* What you will do:
Reproduce the Nutcracker Prince passage word for word, starting at the words "In 1990, Atlantic" and stopping after "revenues in Canada.".

* Supplied text:
Promotional single cover

The music was adapted in part from Tchaikovsky's The Nutcracker from 1892 by Victor Davies, altering the original and adding new tracks as well. For the recording, Boris Brott conducted the London Symphony Orchestra.

In 1990, Atlantic Records gave away Promotional recordings of the single "Always Come Back to You" as performed by Robert Matarazzo and Rachele Cappelli. The song, which was used during the first dance between Clara and the Nutcracker, featured David Fields on Guitar, Shane Keister on the keyboard, and David Beal on Drums.

==Release==
===Box office===
The Nutcracker Prince opened in 906 screens across the United States on November 21, 1990, the film only earned a disappointing $1.7 million because Warner Bros. Pictures, which owned the American distribution rights, gave it very little promotion. It opened in Canadian theaters two days later on November 23, and also only pulled in $2 million in theatrical revenues in Canada.

===Home media===
The film was initially released on VHS on November 27, 1991, by Warner Home Video in the United States and Cineplex Odeon Video in Canada. It was later re-released on August 13, 1996, as part of the Warner Bros. Classic Tales series, and again in 1999 through Warner Bros. Family Entertainment.

The film has been released on DVD several times. It was initially released by Hollywood DVD on October 14, 2001, in the United Kingdom. A Region 1 DVD was released in Canada and the US by GoodTimes Entertainment on November 9, 2004. This DVD was sourced from the Canadian print, as a result, this caused the Warner Bros. Pictures and Warner Bros. Presents notice that was used on the American Theatrical and VHS release to be deleted. On April 2, 2007, it was released in on DVD for the second time in the United Kingdom by Boulevard Entertainment. Both releases have no extras besides animated menus and a theatrical trailer.

==Reception==
===Critical response===
The film had received negative reviews from critics. On Rotten Tomatoes the film has an approval rating of 14%.

* Recorded data:
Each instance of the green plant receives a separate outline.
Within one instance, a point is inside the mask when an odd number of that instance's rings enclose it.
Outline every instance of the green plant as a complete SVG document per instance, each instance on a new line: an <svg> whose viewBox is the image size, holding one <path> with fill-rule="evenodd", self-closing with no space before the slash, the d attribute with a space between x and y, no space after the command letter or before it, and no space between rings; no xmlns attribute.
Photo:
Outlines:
---
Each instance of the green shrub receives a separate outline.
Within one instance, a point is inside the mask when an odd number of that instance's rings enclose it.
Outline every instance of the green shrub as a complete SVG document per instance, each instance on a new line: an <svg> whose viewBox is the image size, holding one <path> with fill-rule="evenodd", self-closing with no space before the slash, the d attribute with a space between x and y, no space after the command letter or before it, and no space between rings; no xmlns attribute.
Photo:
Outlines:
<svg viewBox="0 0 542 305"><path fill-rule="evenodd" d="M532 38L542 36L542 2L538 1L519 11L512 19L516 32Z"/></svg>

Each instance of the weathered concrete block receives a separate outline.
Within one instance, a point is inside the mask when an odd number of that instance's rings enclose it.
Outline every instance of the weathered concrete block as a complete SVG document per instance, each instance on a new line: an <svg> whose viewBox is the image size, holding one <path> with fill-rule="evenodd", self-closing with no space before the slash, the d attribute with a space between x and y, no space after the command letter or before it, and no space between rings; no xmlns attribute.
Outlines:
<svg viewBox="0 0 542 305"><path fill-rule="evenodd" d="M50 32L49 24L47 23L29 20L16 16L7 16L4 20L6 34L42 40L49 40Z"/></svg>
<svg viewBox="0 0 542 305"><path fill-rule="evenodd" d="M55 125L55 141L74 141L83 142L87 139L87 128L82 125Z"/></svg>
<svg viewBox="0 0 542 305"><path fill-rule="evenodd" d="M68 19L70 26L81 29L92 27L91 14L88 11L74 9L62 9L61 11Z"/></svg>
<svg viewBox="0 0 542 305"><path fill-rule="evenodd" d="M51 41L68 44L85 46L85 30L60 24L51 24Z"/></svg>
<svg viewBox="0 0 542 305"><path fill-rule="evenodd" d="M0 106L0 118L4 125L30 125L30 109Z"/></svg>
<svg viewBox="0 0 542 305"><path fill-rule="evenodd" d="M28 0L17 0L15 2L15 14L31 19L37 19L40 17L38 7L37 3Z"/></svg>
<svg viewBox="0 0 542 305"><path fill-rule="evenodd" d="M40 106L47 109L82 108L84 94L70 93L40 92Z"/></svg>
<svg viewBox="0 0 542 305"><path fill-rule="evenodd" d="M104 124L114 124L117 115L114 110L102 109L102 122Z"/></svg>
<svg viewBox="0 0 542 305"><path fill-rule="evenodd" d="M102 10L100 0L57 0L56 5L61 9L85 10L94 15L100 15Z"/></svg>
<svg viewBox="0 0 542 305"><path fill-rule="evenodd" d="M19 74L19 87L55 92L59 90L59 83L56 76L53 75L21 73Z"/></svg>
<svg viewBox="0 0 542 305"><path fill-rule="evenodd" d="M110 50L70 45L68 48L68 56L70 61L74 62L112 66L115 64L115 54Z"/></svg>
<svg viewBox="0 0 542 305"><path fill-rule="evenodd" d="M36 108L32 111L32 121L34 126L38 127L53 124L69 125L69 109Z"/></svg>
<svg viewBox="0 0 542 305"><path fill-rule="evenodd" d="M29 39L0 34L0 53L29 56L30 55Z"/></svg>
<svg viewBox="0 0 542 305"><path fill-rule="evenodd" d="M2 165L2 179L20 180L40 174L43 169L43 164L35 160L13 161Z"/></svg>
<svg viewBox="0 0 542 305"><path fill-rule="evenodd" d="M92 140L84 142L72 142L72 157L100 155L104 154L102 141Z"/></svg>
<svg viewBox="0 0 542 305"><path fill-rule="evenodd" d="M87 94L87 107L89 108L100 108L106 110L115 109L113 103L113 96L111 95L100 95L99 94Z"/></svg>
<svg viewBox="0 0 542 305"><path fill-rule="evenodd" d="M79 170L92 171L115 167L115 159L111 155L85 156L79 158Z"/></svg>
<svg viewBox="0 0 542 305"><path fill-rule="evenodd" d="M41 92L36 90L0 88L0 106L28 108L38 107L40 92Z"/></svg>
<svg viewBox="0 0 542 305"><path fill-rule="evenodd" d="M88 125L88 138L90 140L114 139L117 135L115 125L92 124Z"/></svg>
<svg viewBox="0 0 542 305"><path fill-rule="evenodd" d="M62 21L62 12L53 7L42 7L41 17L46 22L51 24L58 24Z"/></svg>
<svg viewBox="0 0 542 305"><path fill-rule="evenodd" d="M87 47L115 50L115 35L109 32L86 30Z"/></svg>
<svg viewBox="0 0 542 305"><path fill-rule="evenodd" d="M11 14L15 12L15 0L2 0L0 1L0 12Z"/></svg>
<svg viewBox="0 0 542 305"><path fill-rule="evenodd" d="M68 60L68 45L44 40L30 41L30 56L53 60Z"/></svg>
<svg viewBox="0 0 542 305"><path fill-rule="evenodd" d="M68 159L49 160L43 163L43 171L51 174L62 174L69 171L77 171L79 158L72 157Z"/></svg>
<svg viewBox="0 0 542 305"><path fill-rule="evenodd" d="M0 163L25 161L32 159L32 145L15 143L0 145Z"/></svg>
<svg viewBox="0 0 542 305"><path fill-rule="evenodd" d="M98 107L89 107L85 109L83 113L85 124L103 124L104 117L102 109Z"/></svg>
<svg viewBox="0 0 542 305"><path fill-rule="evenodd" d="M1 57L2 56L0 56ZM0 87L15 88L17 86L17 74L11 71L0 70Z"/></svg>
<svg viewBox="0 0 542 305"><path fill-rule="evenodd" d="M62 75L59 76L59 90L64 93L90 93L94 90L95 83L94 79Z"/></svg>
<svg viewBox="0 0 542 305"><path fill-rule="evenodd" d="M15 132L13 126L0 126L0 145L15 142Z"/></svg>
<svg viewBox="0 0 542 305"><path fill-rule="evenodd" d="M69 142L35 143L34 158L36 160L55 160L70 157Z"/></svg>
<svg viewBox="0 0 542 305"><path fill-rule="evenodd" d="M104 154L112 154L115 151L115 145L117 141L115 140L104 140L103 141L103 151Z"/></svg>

* Full response:
In 1990, Atlantic Records gave away Promotional recordings of the single "Always Come Back to You" as performed by Robert Matarazzo and Rachele Cappelli. The song, which was used during the first dance between Clara and the Nutcracker, featured David Fields on Guitar, Shane Keister on the keyboard, and David Beal on Drums.

==Release==
===Box office===
The Nutcracker Prince opened in 906 screens across the United States on November 21, 1990, the film only earned a disappointing $1.7 million because Warner Bros. Pictures, which owned the American distribution rights, gave it very little promotion. It opened in Canadian theaters two days later on November 23, and also only pulled in $2 million in theatrical revenues in Canada.